# Your task
The listing below is to be output in its exact form.

# Input rows
■ ■ ■ ■ ■ ■ ■

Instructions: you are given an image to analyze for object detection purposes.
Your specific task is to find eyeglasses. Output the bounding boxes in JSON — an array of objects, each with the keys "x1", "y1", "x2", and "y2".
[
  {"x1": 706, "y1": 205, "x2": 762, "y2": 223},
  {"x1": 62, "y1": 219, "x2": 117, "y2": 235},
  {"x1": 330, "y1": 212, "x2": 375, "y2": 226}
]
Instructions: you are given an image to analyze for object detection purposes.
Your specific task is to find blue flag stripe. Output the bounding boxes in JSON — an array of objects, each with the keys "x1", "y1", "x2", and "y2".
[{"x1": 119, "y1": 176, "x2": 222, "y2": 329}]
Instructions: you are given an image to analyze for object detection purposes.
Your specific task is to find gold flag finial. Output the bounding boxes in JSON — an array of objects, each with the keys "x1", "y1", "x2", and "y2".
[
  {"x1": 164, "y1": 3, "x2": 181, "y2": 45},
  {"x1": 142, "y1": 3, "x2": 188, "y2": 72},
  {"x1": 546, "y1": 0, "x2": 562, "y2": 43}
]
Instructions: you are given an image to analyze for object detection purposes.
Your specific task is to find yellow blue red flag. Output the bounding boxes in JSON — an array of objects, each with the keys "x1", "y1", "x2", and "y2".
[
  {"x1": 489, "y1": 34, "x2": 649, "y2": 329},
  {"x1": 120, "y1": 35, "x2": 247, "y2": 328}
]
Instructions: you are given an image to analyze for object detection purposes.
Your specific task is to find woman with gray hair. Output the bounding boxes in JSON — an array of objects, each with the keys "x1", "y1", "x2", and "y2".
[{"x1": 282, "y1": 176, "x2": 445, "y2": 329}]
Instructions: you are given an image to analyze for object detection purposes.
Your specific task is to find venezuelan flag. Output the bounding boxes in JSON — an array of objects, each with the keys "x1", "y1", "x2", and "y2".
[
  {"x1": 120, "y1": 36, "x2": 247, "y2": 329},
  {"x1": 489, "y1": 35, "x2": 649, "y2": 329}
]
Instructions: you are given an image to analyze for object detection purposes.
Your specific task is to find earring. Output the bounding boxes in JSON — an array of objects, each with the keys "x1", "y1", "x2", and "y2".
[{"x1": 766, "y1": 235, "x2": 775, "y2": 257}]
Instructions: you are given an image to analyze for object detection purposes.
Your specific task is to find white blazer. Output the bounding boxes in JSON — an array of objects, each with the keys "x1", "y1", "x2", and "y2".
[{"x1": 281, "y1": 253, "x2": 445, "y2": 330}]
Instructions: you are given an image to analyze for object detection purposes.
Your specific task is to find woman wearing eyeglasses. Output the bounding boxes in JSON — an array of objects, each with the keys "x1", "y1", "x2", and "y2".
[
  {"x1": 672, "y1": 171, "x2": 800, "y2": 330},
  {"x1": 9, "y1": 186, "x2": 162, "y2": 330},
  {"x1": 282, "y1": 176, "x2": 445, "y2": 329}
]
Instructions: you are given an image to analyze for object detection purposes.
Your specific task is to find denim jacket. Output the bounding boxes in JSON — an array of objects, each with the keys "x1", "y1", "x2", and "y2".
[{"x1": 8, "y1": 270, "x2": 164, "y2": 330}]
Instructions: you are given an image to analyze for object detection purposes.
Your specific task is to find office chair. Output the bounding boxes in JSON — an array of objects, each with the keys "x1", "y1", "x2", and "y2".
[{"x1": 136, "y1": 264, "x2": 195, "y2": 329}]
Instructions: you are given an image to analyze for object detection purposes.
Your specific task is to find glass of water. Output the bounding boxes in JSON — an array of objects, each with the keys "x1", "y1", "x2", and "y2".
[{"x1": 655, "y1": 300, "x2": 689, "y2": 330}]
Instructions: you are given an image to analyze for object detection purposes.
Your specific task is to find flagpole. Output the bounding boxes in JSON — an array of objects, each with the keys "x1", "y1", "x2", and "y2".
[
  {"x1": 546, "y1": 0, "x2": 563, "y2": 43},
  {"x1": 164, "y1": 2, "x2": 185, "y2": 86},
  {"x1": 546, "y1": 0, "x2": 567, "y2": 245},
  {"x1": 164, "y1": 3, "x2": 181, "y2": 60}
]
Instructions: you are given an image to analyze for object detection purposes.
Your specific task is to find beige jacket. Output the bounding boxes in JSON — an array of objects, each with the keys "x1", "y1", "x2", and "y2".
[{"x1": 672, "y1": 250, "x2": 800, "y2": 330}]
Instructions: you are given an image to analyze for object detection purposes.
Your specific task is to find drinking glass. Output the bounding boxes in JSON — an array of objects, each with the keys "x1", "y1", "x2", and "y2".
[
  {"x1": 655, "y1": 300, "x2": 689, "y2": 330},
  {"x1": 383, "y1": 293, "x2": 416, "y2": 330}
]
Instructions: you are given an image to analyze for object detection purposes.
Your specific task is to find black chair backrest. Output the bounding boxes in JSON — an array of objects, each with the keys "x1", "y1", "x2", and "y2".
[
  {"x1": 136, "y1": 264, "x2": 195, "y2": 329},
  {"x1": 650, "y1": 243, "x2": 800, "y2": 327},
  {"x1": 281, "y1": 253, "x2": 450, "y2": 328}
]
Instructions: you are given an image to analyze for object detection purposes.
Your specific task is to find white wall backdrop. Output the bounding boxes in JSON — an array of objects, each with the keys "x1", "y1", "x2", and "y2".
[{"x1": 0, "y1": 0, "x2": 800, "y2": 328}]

■ ■ ■ ■ ■ ■ ■

# Result
Instructions: you are given an image to analyze for object detection purposes.
Your specific task is to find eyeglasses. Output the bounding boxes in JSON — an array of objects, each with the keys "x1", "y1", "x2", and "y2".
[
  {"x1": 706, "y1": 205, "x2": 762, "y2": 223},
  {"x1": 62, "y1": 219, "x2": 117, "y2": 235},
  {"x1": 330, "y1": 212, "x2": 375, "y2": 226}
]
Instructions: you are given an image to analyze for object detection purposes.
Your specific task is to find blue flag stripe. Output the bounding boxes in JSON — an array of objects, each with the keys "x1", "y1", "x2", and "y2".
[{"x1": 119, "y1": 176, "x2": 222, "y2": 329}]
Instructions: you are given an image to analyze for object detection purposes.
Your specific task is to find gold flag finial. Output the bounding boxes in JSON — an array of objects, each with the keys "x1", "y1", "x2", and "y2".
[
  {"x1": 164, "y1": 3, "x2": 181, "y2": 45},
  {"x1": 142, "y1": 3, "x2": 188, "y2": 72},
  {"x1": 546, "y1": 0, "x2": 562, "y2": 43}
]
Instructions: you are given an image to analyze for object detection purposes.
Your specific task is to find yellow blue red flag. Output the bounding boxes in JSON — an array of objects, each with the keys "x1", "y1", "x2", and "y2".
[
  {"x1": 489, "y1": 34, "x2": 649, "y2": 329},
  {"x1": 120, "y1": 35, "x2": 247, "y2": 328}
]
Instructions: you are given an image to analyze for object detection purposes.
Your specific task is to find woman with gray hair. Output the bounding boxes in JSON — an array of objects, each with the keys "x1", "y1", "x2", and "y2".
[{"x1": 282, "y1": 176, "x2": 445, "y2": 329}]
Instructions: you are given an image to analyze for object detection purposes.
Your specific task is to find venezuelan flag. Output the bounding boxes in JSON — an array of objects, each with the keys "x1", "y1", "x2", and "y2".
[
  {"x1": 120, "y1": 36, "x2": 247, "y2": 329},
  {"x1": 489, "y1": 35, "x2": 649, "y2": 329}
]
Instructions: you are given an image to analyze for object detection purposes.
Your specific task is to find earring. Output the bounding boxes in JSON — an array of objects, each with the keys "x1", "y1", "x2", and "y2".
[{"x1": 766, "y1": 235, "x2": 775, "y2": 257}]
Instructions: you are given an image to analyze for object detection purposes.
Your specific task is to find white blazer. Output the bounding boxes in JSON — an array of objects, each with the keys "x1", "y1", "x2", and "y2".
[{"x1": 281, "y1": 253, "x2": 445, "y2": 330}]
Instructions: you are given an image to analyze for object detection purposes.
Your specific task is to find woman wearing eyeglasses. Output the bounding boxes in JSON — an array of objects, each with the keys "x1", "y1", "x2", and "y2".
[
  {"x1": 672, "y1": 171, "x2": 800, "y2": 330},
  {"x1": 9, "y1": 186, "x2": 162, "y2": 330},
  {"x1": 282, "y1": 176, "x2": 445, "y2": 329}
]
Instructions: you are given an image to analyze for object detection purposes.
Your specific task is to find denim jacket. Output the bounding boxes in JSON — an array of objects, each with the keys "x1", "y1", "x2", and "y2".
[{"x1": 8, "y1": 270, "x2": 164, "y2": 330}]
Instructions: you are given an image to analyze for object detection purposes.
Your specific task is to find office chair. Output the bounding boxes in JSON — an array of objects, each with the keys "x1", "y1", "x2", and "y2".
[{"x1": 136, "y1": 264, "x2": 195, "y2": 329}]
Instructions: you are given an image to analyze for object detection purposes.
Your specific task is to find glass of water. Output the bounding boxes in JSON — an array of objects, each with the keys "x1", "y1", "x2", and "y2".
[{"x1": 655, "y1": 300, "x2": 689, "y2": 330}]
Instructions: you are given an image to analyze for object detection purposes.
Your specific task is to find flagpole. Output the bounding boxes in JSON — an array of objects, each with the keys "x1", "y1", "x2", and "y2".
[
  {"x1": 546, "y1": 0, "x2": 563, "y2": 43},
  {"x1": 164, "y1": 2, "x2": 185, "y2": 86},
  {"x1": 546, "y1": 0, "x2": 567, "y2": 245},
  {"x1": 164, "y1": 3, "x2": 181, "y2": 60}
]
Instructions: you are given an image to analyze for object detection purposes.
Your specific task is to find beige jacket. Output the bounding boxes in JSON — an array of objects, each with the keys "x1", "y1", "x2", and "y2".
[{"x1": 672, "y1": 250, "x2": 800, "y2": 330}]
Instructions: you are given an image to analyze for object detection purposes.
Your specific task is to find drinking glass. Output the bounding boxes in JSON — an array of objects, each with the keys "x1", "y1", "x2", and "y2".
[
  {"x1": 655, "y1": 300, "x2": 689, "y2": 330},
  {"x1": 383, "y1": 293, "x2": 416, "y2": 330}
]
Instructions: you are given an image to analyze for object detection purposes.
Your specific task is to find black chair backrest. Output the bounding boxes in JSON — an array of objects, each with the keys "x1", "y1", "x2", and "y2".
[
  {"x1": 136, "y1": 264, "x2": 195, "y2": 329},
  {"x1": 650, "y1": 243, "x2": 800, "y2": 327},
  {"x1": 281, "y1": 253, "x2": 450, "y2": 328}
]
Instructions: you are given an image to analyze for object detection purposes.
Your specific task is to find white wall backdrop. Output the bounding boxes in JSON — an array of objects, each with the keys "x1", "y1", "x2", and "y2".
[{"x1": 0, "y1": 0, "x2": 800, "y2": 328}]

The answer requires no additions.